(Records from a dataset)
—————
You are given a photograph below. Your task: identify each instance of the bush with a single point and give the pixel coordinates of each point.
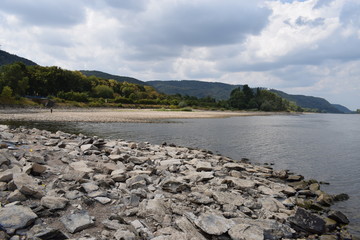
(74, 96)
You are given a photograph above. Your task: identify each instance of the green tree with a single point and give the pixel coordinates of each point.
(7, 92)
(104, 91)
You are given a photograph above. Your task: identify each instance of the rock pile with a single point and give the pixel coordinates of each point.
(64, 186)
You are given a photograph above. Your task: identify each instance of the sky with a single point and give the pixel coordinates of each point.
(308, 47)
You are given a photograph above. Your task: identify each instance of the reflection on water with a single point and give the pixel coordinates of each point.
(320, 146)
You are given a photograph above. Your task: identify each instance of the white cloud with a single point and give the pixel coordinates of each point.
(306, 47)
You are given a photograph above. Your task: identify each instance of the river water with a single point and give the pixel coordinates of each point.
(325, 147)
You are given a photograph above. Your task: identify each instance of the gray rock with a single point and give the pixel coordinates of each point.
(124, 235)
(242, 184)
(246, 232)
(338, 217)
(174, 185)
(228, 198)
(16, 217)
(81, 166)
(308, 222)
(54, 202)
(90, 187)
(6, 176)
(16, 196)
(28, 186)
(187, 227)
(213, 224)
(77, 221)
(103, 200)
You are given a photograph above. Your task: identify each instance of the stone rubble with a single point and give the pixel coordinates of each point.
(65, 186)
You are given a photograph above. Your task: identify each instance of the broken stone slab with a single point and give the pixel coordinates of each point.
(189, 229)
(124, 235)
(306, 221)
(54, 203)
(16, 217)
(90, 187)
(78, 221)
(245, 231)
(27, 185)
(81, 166)
(6, 176)
(174, 185)
(241, 184)
(228, 198)
(338, 217)
(213, 224)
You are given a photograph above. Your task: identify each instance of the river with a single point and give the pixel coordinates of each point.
(325, 147)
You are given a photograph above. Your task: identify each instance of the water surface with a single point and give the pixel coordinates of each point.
(325, 147)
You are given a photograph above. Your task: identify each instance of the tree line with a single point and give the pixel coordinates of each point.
(18, 80)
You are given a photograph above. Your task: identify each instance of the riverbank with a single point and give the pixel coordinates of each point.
(116, 115)
(66, 186)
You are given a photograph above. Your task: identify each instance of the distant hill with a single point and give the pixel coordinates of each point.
(342, 108)
(219, 91)
(222, 91)
(309, 102)
(7, 58)
(110, 76)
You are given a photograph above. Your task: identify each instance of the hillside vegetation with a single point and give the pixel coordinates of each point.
(7, 58)
(73, 88)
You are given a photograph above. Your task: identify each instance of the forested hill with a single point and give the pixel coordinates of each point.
(110, 76)
(7, 58)
(309, 102)
(219, 91)
(223, 90)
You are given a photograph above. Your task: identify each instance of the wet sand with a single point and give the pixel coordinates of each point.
(116, 115)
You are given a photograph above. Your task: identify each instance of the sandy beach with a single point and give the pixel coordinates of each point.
(115, 115)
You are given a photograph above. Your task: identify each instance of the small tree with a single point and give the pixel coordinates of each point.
(7, 92)
(104, 91)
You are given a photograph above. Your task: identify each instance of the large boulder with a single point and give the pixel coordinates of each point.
(16, 217)
(77, 221)
(213, 224)
(307, 222)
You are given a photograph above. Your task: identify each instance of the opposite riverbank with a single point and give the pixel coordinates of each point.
(117, 115)
(66, 186)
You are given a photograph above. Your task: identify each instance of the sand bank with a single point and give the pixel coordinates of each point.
(116, 115)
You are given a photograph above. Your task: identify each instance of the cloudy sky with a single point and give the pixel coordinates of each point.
(309, 47)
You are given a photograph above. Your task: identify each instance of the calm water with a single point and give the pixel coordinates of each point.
(321, 146)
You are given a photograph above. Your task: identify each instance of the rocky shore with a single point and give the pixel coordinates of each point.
(65, 186)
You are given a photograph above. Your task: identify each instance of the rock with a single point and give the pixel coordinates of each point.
(46, 233)
(124, 235)
(6, 176)
(228, 198)
(81, 166)
(213, 224)
(90, 187)
(16, 217)
(28, 186)
(295, 178)
(37, 168)
(341, 197)
(338, 217)
(188, 228)
(241, 184)
(87, 147)
(103, 200)
(244, 231)
(203, 166)
(77, 221)
(234, 166)
(54, 202)
(16, 196)
(308, 222)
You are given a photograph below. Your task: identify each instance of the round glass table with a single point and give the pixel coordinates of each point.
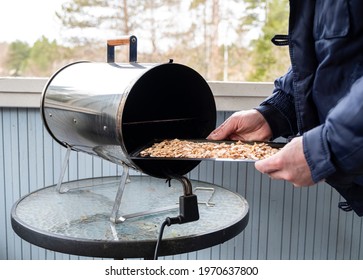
(78, 221)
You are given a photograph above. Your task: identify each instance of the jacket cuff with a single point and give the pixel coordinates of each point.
(317, 153)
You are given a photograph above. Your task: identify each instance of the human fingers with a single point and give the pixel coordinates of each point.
(288, 164)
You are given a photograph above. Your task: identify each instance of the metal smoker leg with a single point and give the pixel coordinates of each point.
(116, 206)
(63, 171)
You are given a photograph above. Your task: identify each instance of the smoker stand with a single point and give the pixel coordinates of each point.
(78, 221)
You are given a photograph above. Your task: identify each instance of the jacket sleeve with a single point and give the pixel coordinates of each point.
(279, 108)
(337, 145)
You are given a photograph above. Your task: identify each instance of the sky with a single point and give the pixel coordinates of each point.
(29, 20)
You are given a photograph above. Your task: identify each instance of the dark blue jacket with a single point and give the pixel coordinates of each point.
(321, 96)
—————
→ **Short task**
Convert every line of the records above into a JSON list of strings, one string per line, omitting blank lines. Leave the pictures out of the list.

→ **Response to the task**
[
  "You are given a photograph below. Your task: identify each instance of the bush with a single point and give the pixel coordinates of each point.",
  "(74, 96)",
  "You are given a photograph above. Your task: identify each instance of the green tree with a single point and give the pixel coordinates of each point.",
  "(7, 92)",
  "(104, 91)",
  "You are given a photograph above. Your task: identify each instance of the rock pile with a single point and give the pixel coordinates of each point.",
  "(64, 186)",
  "You are given a photograph above. Your task: identify each instance of the sky with a single point and give the pixel coordinates of each point.",
  "(308, 47)",
  "You are given a photograph above. Your task: identify each instance of the reflection on water with a single point and give the pixel coordinates of each point.",
  "(320, 146)",
  "You are given a photograph above. Your task: identify each instance of the white cloud with a single point and give the pixel coordinates of each point.",
  "(306, 47)",
  "You are given a photograph above. Your task: identify each instance of the river water with a single point and give the pixel coordinates of each point.",
  "(325, 147)",
  "You are given a photograph above. Your task: identify each instance of the gray rock with a single point and give the pixel coordinates of each point.",
  "(124, 235)",
  "(242, 184)",
  "(246, 232)",
  "(338, 217)",
  "(174, 185)",
  "(228, 198)",
  "(16, 217)",
  "(81, 166)",
  "(308, 222)",
  "(54, 202)",
  "(90, 187)",
  "(6, 176)",
  "(16, 196)",
  "(28, 186)",
  "(187, 227)",
  "(213, 224)",
  "(77, 221)",
  "(103, 200)",
  "You are given a photograph above. Your task: identify each instance of the stone rubble with a single point and give the pixel coordinates of each point.",
  "(65, 186)",
  "You are given a photograph above. Your task: identify each instance of the broken stone slab with a single point and give the pixel coordinates of each point.",
  "(189, 229)",
  "(124, 235)",
  "(306, 221)",
  "(54, 203)",
  "(16, 217)",
  "(90, 187)",
  "(78, 221)",
  "(245, 231)",
  "(27, 185)",
  "(81, 166)",
  "(6, 176)",
  "(174, 185)",
  "(241, 184)",
  "(228, 198)",
  "(338, 217)",
  "(213, 224)",
  "You are given a photograph above. Your task: identify each instance of the river with a single point and give the pixel coordinates of each point.",
  "(325, 147)",
  "You are given a photograph above. Your task: identify each instance of the water surface with a single point and give the pixel coordinates of each point.",
  "(325, 147)",
  "You are given a photograph above. Your task: identify each instance of the tree line with a single point and give the pixel coordinates of each point.",
  "(18, 80)",
  "You are given a photograph above. Your task: identify each instance of the riverbank with a single point and give the pixel coordinates of each point.",
  "(116, 115)",
  "(66, 186)",
  "You are given a photograph above. Your task: identify each instance of the distant hill with a single point and give the pixel coordinates of each point.",
  "(342, 108)",
  "(219, 91)",
  "(222, 91)",
  "(309, 102)",
  "(7, 58)",
  "(110, 76)",
  "You are given a photograph above. Your task: identify each instance of the hillside vegetation with a single point and give the pixel coordinates of each point.",
  "(7, 58)",
  "(73, 88)",
  "You are given a photograph above. Your task: identify each instance of the forested hill with a single point and give the pixel coordinates of each point.",
  "(110, 76)",
  "(7, 58)",
  "(309, 102)",
  "(219, 91)",
  "(223, 90)",
  "You are given a photograph above. Your task: identify each instance of the wet sand with a single point and give the pixel coordinates of each point.",
  "(116, 115)",
  "You are given a photograph above. Your task: identify each instance of the sandy beach with a single point and give the pixel coordinates of each point.",
  "(115, 115)",
  "You are given a photograph above. Your task: identify each instance of the small tree with a single point and give the pixel coordinates of each point.",
  "(7, 92)",
  "(104, 91)",
  "You are given a photograph above. Your task: identify each instance of the large boulder with a single point and give the pixel coordinates of each point.",
  "(16, 217)",
  "(77, 221)",
  "(213, 224)",
  "(307, 222)",
  "You are given a photograph above. Your task: identify each instance of the opposite riverbank with a single point and give the pixel coordinates of each point.",
  "(117, 115)",
  "(66, 186)",
  "You are given a photograph above. Your task: identify each instance of the sand bank with a single point and give the pixel coordinates of each point.",
  "(116, 115)",
  "You are given a photograph above. Your task: identify each instance of the cloudy sky with a single point and give the pixel coordinates of each point.",
  "(309, 47)",
  "You are given a photograph above. Your task: identify each instance of the calm water with a single point and give the pixel coordinates of each point.",
  "(321, 146)",
  "You are given a photograph above. Your task: identify each instance of the rocky shore with a single point and give the pixel coordinates of each point.",
  "(65, 186)",
  "You are given a photograph above. Your task: identify each instance of the rock with a single point and give the pixel coordinates of each point.",
  "(46, 233)",
  "(124, 235)",
  "(6, 176)",
  "(228, 198)",
  "(81, 166)",
  "(213, 224)",
  "(90, 187)",
  "(16, 217)",
  "(28, 186)",
  "(295, 178)",
  "(37, 168)",
  "(341, 197)",
  "(338, 217)",
  "(188, 228)",
  "(241, 184)",
  "(87, 147)",
  "(103, 200)",
  "(244, 231)",
  "(203, 166)",
  "(77, 221)",
  "(234, 166)",
  "(54, 202)",
  "(16, 196)",
  "(308, 222)",
  "You are given a photograph below. Your task: identify each instance of the round glass table with a single point and give the pixel coordinates of each point.",
  "(78, 221)",
  "You are given a photograph above. Your task: identify each instance of the jacket cuff with a single point and give the pixel coordinates of each point.",
  "(317, 153)",
  "You are given a photograph above. Your task: identify each instance of the human fingers with a single point and give the pixel coordinates of each point.",
  "(288, 164)",
  "You are given a photograph above. Your task: identify each instance of the metal smoker leg with a single point and give the pixel coordinates of each point.",
  "(116, 206)",
  "(63, 171)",
  "You are given a photograph above. Your task: identify each instance of the smoker stand with a single point and give the pixel coordinates of each point.",
  "(78, 221)",
  "You are given a photograph above. Your task: identify each instance of the jacket sleeve with a single point and give the pixel coordinates of each point.",
  "(279, 108)",
  "(337, 145)",
  "You are given a photograph above. Your task: identify each instance of the sky with a single point and give the pixel coordinates of each point.",
  "(29, 20)",
  "You are given a photograph above. Your task: identify each instance of the dark blue jacket with a single point and give the pixel coordinates of each point.",
  "(321, 96)"
]